The problem:
Report every line of the material below that contains the string "overcast", copying each such line in full. Letter case counts when matching.

Listing:

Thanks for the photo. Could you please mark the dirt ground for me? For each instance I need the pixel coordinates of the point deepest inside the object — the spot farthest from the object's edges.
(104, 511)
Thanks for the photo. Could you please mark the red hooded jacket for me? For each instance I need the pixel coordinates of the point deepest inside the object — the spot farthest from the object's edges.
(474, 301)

...

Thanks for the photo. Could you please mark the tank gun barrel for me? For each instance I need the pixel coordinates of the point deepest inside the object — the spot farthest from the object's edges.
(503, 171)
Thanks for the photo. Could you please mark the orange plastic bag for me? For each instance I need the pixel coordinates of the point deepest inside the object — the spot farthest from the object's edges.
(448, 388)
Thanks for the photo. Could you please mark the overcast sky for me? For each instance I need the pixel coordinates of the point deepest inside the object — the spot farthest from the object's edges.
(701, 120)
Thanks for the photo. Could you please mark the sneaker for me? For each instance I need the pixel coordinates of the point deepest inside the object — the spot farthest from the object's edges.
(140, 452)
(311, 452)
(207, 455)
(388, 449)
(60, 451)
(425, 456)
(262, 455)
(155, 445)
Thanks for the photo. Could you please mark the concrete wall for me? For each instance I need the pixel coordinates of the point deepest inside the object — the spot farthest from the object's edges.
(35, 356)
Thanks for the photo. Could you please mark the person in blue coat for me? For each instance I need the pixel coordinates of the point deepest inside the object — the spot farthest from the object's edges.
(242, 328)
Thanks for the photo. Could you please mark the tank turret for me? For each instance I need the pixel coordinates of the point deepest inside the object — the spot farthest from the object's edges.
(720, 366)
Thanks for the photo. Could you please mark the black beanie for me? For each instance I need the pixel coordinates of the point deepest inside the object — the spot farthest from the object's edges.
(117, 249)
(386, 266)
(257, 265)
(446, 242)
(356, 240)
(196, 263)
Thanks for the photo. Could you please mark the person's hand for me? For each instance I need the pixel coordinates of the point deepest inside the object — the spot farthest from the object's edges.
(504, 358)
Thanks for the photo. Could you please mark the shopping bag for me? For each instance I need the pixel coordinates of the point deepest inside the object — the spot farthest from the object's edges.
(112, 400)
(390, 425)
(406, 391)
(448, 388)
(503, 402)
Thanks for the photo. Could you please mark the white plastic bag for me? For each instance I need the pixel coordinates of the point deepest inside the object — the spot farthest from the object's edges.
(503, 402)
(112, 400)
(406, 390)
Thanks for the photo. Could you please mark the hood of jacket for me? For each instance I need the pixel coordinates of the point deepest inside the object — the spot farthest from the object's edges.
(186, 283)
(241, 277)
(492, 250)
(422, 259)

Response for this exercise:
Thanks for the photo. Could you please mark the overcast sky for me? For each instance I need the pixel coordinates of the point deepest inside the object — the spot farthest from the object's edges.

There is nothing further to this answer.